=== Parts of the exercise ===
a: Rewrite the passage on the Strategy 31 protests from "Protest organizer Natalia" to "have 31 days.", replacing "citizens" with "residents".
b: According to the passage on the Strategy 31 protests, who first introduced the movement, and in what year?
#### Excerpted passage
Protest organizer Natalia Pelevine wears a prisoner costume in front of the White House at a "Strategy 31"-inspired rally in Washington.

WASHINGTON -- For Russia's beleaguered political opposition, some months have more meaning than others. First introduced in 2009 by opposition politician Eduard Limonov, the so-called "Strategy 31" movement calls on citizens to assemble on the last day of months that have 31 days.

The public demonstrations, which are attended by leading opposition figures and often forcibly dispersed by the authorities, are aimed at pressing citizens' right of assembly, which is guaranteed by Article 31 of the Russian constitution.

They also give activists a platform to speak out against rampant corruption and widespread rights abuses under the ruling tandem of President Dmitry Medvedev and Prime Minister Vladimir Putin.

But on March 31, as police arrested some 150 people rallying in Moscow and St. Petersburg, a transplanted "Strategy 31" protest was being held in front of the White House in Washington, thousands of kilometers from the Kremlin.
########
#### Stored records
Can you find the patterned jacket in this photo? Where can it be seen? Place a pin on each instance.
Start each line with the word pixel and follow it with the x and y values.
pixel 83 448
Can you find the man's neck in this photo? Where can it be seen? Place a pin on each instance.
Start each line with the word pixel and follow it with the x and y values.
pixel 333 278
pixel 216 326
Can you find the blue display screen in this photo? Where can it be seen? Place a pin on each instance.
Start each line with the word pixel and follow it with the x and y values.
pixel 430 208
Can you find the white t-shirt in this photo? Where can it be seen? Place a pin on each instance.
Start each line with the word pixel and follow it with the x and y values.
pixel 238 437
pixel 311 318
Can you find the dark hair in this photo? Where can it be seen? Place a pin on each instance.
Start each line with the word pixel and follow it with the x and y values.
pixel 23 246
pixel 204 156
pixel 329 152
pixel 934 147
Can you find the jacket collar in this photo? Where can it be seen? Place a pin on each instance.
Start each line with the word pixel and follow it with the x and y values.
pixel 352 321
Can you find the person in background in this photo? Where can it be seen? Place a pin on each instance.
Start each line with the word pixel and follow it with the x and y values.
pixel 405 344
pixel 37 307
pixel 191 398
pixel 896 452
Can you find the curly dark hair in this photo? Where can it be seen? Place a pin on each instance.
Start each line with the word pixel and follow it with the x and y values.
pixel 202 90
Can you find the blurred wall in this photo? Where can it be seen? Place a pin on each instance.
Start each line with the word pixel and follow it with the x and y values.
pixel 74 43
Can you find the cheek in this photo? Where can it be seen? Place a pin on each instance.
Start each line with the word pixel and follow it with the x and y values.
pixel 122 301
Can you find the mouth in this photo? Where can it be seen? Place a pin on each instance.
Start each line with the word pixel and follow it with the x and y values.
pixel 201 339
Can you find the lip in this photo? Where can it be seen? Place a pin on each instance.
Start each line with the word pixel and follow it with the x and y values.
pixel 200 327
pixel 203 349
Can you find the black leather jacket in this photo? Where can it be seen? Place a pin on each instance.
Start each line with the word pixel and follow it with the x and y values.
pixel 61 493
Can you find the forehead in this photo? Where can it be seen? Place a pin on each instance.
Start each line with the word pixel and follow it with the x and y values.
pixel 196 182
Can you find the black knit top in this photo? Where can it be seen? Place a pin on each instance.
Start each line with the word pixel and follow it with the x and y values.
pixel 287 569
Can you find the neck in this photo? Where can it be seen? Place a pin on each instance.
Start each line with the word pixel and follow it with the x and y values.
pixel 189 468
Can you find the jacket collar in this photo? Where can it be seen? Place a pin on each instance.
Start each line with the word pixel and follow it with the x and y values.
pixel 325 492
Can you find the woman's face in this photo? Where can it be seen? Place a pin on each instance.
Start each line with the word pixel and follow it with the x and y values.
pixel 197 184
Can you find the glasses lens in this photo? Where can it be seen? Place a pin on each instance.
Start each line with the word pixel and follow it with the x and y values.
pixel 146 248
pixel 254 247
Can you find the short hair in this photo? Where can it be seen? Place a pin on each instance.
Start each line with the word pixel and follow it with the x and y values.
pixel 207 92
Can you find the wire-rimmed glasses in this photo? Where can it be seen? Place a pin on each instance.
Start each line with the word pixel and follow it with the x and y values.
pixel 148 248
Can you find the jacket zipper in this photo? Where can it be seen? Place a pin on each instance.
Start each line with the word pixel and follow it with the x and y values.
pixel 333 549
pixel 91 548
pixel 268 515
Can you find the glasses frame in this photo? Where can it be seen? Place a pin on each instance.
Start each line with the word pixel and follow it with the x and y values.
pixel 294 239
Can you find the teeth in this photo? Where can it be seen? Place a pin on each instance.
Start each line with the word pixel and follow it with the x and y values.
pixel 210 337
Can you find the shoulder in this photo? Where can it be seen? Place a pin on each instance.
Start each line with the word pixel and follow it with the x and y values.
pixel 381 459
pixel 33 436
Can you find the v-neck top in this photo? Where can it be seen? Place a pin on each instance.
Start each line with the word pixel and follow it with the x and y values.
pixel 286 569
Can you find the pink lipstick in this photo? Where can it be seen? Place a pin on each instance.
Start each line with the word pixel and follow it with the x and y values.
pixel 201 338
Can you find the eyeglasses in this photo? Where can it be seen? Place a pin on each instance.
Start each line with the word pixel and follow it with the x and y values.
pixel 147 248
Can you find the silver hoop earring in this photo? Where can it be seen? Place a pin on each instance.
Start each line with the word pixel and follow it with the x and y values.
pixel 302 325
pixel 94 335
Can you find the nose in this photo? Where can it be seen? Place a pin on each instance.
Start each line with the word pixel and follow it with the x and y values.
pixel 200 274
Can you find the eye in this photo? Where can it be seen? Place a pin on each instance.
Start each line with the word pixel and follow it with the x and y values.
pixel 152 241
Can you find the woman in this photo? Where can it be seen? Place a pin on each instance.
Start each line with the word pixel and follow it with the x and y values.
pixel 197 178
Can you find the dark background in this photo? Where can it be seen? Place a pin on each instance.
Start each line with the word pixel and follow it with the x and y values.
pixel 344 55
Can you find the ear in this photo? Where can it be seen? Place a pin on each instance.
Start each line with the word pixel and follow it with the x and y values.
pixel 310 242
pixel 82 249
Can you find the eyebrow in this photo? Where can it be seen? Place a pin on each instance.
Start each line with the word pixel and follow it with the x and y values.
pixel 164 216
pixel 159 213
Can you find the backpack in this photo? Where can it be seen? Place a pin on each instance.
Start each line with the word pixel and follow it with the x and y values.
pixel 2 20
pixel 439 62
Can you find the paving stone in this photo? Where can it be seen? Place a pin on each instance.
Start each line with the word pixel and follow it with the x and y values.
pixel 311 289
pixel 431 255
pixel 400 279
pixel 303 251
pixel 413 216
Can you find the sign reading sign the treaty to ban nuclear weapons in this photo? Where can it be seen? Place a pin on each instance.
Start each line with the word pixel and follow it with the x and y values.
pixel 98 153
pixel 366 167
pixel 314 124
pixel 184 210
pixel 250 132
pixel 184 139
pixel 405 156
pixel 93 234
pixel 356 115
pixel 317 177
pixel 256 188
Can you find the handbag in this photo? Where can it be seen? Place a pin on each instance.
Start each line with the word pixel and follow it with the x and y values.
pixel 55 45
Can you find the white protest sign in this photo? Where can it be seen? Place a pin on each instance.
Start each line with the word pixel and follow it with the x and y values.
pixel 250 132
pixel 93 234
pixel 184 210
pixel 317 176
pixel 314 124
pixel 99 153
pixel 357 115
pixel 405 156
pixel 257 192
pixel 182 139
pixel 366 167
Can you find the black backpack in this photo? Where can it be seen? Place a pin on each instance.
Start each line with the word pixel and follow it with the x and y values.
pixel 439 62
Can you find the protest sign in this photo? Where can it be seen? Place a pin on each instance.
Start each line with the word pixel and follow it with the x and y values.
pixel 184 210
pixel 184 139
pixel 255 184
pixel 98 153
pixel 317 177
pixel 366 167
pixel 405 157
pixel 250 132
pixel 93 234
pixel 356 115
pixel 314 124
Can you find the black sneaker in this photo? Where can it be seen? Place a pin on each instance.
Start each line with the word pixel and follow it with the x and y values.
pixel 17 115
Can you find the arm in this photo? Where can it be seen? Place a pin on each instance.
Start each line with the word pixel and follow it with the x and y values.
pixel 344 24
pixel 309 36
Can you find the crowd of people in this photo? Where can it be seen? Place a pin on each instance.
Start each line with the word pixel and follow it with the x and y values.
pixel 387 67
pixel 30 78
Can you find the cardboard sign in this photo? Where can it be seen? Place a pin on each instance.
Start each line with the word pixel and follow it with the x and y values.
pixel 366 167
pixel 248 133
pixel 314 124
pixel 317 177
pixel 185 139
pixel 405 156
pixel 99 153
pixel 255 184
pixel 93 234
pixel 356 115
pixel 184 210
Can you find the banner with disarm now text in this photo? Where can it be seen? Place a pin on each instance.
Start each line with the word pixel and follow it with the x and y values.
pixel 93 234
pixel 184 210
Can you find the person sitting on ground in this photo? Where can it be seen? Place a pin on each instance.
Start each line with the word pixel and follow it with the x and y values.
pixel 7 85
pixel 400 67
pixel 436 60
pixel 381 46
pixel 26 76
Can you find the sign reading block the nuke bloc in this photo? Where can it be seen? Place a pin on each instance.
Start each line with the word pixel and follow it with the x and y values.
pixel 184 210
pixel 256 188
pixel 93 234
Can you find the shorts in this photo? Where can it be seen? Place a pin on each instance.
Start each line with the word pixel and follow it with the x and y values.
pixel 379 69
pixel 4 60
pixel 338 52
########
=== The replies ===
a:
Protest organizer Natalia Pelevine wears a prisoner costume in front of the White House at a "Strategy 31"-inspired rally in Washington.

WASHINGTON -- For Russia's beleaguered political opposition, some months have more meaning than others. First introduced in 2009 by opposition politician Eduard Limonov, the so-called "Strategy 31" movement calls on residents to assemble on the last day of months that have 31 days.

b: Opposition politician Eduard Limonov introduced it in 2009.